▶ [Records provided]
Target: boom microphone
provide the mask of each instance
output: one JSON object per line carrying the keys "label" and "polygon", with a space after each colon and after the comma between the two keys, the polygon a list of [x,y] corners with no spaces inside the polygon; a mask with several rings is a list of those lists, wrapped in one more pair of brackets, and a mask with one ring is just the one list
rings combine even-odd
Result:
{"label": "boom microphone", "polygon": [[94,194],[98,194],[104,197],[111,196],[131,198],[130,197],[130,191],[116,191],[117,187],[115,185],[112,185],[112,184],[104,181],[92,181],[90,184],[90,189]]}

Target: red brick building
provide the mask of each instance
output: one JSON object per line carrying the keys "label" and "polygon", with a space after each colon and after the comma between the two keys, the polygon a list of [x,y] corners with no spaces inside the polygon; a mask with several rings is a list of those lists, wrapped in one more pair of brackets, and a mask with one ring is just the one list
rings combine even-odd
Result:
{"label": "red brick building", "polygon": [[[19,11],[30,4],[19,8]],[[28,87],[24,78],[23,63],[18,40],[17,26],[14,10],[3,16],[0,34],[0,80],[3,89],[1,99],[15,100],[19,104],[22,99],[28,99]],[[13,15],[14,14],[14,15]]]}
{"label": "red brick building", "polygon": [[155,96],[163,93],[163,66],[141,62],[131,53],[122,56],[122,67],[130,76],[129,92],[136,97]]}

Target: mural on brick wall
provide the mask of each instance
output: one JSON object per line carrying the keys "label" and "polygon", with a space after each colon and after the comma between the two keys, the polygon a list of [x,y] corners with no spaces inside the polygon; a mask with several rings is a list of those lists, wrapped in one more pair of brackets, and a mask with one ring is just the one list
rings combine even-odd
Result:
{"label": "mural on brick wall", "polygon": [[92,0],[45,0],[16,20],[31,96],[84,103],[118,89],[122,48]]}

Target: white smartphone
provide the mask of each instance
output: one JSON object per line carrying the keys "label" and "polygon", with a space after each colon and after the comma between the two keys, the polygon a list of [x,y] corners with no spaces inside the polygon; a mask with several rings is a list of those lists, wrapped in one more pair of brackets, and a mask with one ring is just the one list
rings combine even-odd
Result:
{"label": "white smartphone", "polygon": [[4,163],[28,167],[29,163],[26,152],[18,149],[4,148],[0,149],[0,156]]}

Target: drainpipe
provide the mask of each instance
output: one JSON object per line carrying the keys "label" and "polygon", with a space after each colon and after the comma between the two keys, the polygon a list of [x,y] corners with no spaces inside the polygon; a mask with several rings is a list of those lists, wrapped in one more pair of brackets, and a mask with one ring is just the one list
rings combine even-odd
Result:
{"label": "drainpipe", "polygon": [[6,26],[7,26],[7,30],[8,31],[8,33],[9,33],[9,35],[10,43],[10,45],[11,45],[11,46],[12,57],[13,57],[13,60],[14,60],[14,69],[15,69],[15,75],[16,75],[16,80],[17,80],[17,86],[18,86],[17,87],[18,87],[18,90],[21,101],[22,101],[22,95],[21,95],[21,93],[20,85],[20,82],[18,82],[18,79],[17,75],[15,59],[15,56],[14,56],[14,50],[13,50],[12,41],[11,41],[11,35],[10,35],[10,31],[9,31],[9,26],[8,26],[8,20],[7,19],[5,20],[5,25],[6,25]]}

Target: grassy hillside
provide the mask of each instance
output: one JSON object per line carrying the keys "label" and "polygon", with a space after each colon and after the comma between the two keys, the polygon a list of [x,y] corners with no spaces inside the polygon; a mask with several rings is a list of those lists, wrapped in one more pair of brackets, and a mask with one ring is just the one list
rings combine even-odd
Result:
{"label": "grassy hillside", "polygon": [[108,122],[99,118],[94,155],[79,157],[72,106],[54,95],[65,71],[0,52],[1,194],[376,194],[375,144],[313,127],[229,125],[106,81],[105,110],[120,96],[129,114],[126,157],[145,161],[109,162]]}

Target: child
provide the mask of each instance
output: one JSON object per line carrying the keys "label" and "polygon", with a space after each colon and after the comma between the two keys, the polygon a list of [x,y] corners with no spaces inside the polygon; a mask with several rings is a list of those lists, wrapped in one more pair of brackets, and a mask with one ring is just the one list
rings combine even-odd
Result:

▶ [Brief] Reproduce all of the entries above verbatim, keeping every line and character unchanged.

▶ [Response below]
Target: boom microphone
provide the mask of each instance
output: one JSON object per line carrying the keys "label" and "polygon", with a space after each colon and after the comma between the two keys, the polygon a list of [x,y] corners with no spaces inside the polygon; a mask with several rings is a list of those lists, wrapped in one more pair of brackets, and a mask with one ring is just the one list
rings combine even-odd
Result:
{"label": "boom microphone", "polygon": [[94,194],[98,194],[104,197],[111,196],[131,198],[130,197],[130,191],[116,191],[117,187],[115,185],[112,185],[112,184],[104,181],[92,181],[90,184],[90,189]]}

Target: red brick building
provide the mask of each instance
output: one JSON object per line carrying the keys "label" and "polygon", with a space after each colon and after the comma between the two keys, the polygon a list of [x,y] corners with no spaces inside the polygon; a mask with several rings is a list of those lists, wrapped in one more pair of brackets, and a mask with one ring is just the one list
rings combine even-odd
Result:
{"label": "red brick building", "polygon": [[[19,11],[30,4],[19,8]],[[28,87],[24,78],[23,63],[18,40],[17,26],[14,10],[3,16],[0,34],[0,80],[3,89],[1,99],[15,100],[19,104],[22,99],[28,99]],[[13,15],[14,14],[14,15]]]}
{"label": "red brick building", "polygon": [[155,96],[163,93],[163,66],[141,62],[131,53],[122,56],[122,67],[130,76],[129,92],[136,97]]}

Target: mural on brick wall
provide the mask of each instance
output: one JSON object per line carrying the keys "label" and "polygon", with a space after each colon and after the comma between the two keys, the polygon a list of [x,y] corners with no spaces inside the polygon; a mask with several rings is a list of those lists, wrapped in one more pair of brackets, and a mask with one ring is just the one list
rings combine even-odd
Result:
{"label": "mural on brick wall", "polygon": [[92,0],[45,0],[16,20],[31,96],[84,103],[118,89],[122,48]]}

Target: white smartphone
provide the mask of each instance
output: one JSON object per line carrying the keys "label" and "polygon", with a space after each colon and after the comma between the two keys, the polygon a list of [x,y] corners with no spaces inside the polygon; a mask with several rings is a list of those lists, wrapped in one more pair of brackets, and a mask with one ring is just the one list
rings combine even-odd
Result:
{"label": "white smartphone", "polygon": [[4,163],[28,167],[29,163],[26,152],[18,149],[4,148],[0,149],[0,156]]}

Target: drainpipe
provide the mask of each instance
output: one JSON object per line carrying the keys "label" and "polygon", with a space after each colon and after the comma between the two keys, the polygon a list of [x,y] corners with no spaces inside the polygon; a mask with several rings is a list of those lists, wrapped in one more pair of brackets, and a mask with one ring is just the one list
rings combine even-odd
Result:
{"label": "drainpipe", "polygon": [[6,26],[7,26],[7,30],[8,31],[8,33],[9,33],[9,35],[10,43],[10,45],[11,45],[11,46],[12,57],[13,57],[13,60],[14,60],[14,69],[15,69],[15,75],[16,75],[16,80],[17,80],[17,86],[18,86],[17,87],[18,87],[18,90],[21,101],[22,101],[22,95],[21,95],[21,93],[20,85],[20,82],[18,82],[18,79],[17,75],[15,59],[15,56],[14,56],[14,50],[13,50],[12,41],[11,41],[11,35],[10,35],[10,31],[9,31],[9,26],[8,26],[8,20],[7,19],[5,20],[5,25],[6,25]]}

Target: grassy hillside
provide the mask of each instance
output: one JSON object per line carrying the keys "label" and "polygon", with a space after each colon and after the comma between the two keys, the polygon a list of [x,y] corners with no spaces inside the polygon; a mask with several rings is a list of those lists, wrapped in one more pair of brackets, and a mask with one ring is just the one list
rings combine even-odd
Result:
{"label": "grassy hillside", "polygon": [[108,122],[99,118],[94,155],[79,157],[72,106],[54,95],[65,71],[0,52],[1,194],[376,194],[375,144],[313,127],[229,125],[106,81],[105,110],[120,96],[129,114],[126,157],[145,161],[109,162]]}

Target: child
provide the mask of each instance
output: one JSON object per line carrying the keys "label" and "polygon", with a space after each colon and after the comma between the two keys, the polygon a list of [x,y] corners with no spaces inside the polygon; a mask with several rings is a list of those lists, wrapped in one more pair of brackets, and a mask with one ring is just the one list
rings combine even-odd
Result:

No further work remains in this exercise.